PASSAGE FOURNI:
Ce que les Diables Rouges n’ont pas (encore) pu réaliser, les Red Lions, l’ont fait. Malgré des blessures, un décès tragique, un but concédé rapidement ou une célébration prématurée lors des shoot-outs de la finale, rien ni personne n’a pu les empêcher de fêter leur premier titre mondial. Chronique d’un succès annoncé.

« J’ai raconté comment ma femme a déposé notre petite fille à la crèche. Les quatre premiers jours, elle a pleuré. Le cinquième, elle n’a plus pleuré. Mais ma femme oui. Cela sert d’exemple pour mes joueurs : Vous êtes entrés dans une phase où vous n’avez plus autant besoin de nous, le staff. Vous êtes tellement disciplinés, tellement sûrs de vous, tellement confiants.  »

Le sélectionneur Shane McLeod, passé maître dans l’art de la motivation, savait quel message il devait faire passer à ses joueurs, avant la finale contre les Pays-Bas, dimanche passé. Il n’avait plus besoin de les motiver.

Mais il a insisté sur l’issue inévitable de longues années de dur labeur, qui devaient forcément déboucher sur cette consécration. Il a aussi fait référence au film SlumdogMillionaire, dont l’action se déroule également en Inde et dont le compositeur A.R. Rahman, qui a remporté un Oscar, a composé l’hymne de cette Coupe du monde.

ACTIONS REQUISES:
[a] D'après le passage sur les Red Lions, quelle équipe ceux-ci ont-ils affrontée en finale ?
[b] Prolongez le passage sur les Red Lions en enchaînant directement après sa dernière phrase.

DONNÉES ENREGISTRÉES:
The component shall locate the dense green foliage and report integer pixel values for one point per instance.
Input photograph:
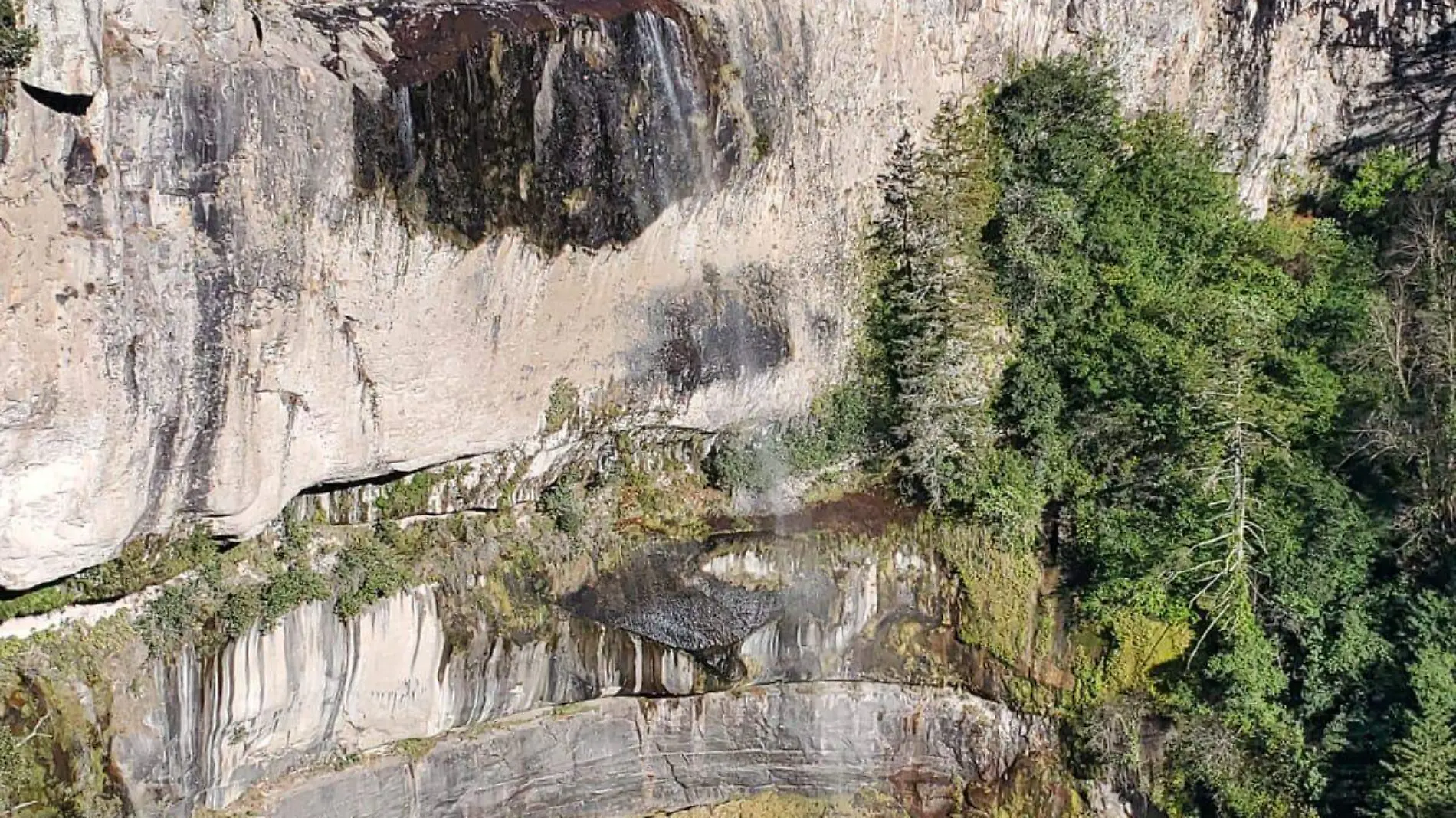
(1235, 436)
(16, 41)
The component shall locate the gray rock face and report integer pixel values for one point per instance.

RÉSULTATS DE L'EXERCICE:
[a] Les Pays-Bas.

[b]
Ce film raconte l’histoire d’un garçon d’origine modeste qui participe au jeu télévisé  » Qui veut gagner des millions ?  » et qui, à la surprise générale, répond correctement à toutes les questions. Jusqu’à ce qu’il tombe sur une dernière question dont il ignore la réponse, qui peut lui rapporter 20 millions de roupies. Jamal décide malgré tout de tenter le coup, avec le risque de tout perdre.  » Car il savait « , a raconté McLeod à ses joueurs,  » que s’il était arrivé aussi loin, c’est parce que le destin lui était favorable. Et, effectivement : il a gagné. C’est pareil avec nous : ce qui doit arriver, arrivera.  »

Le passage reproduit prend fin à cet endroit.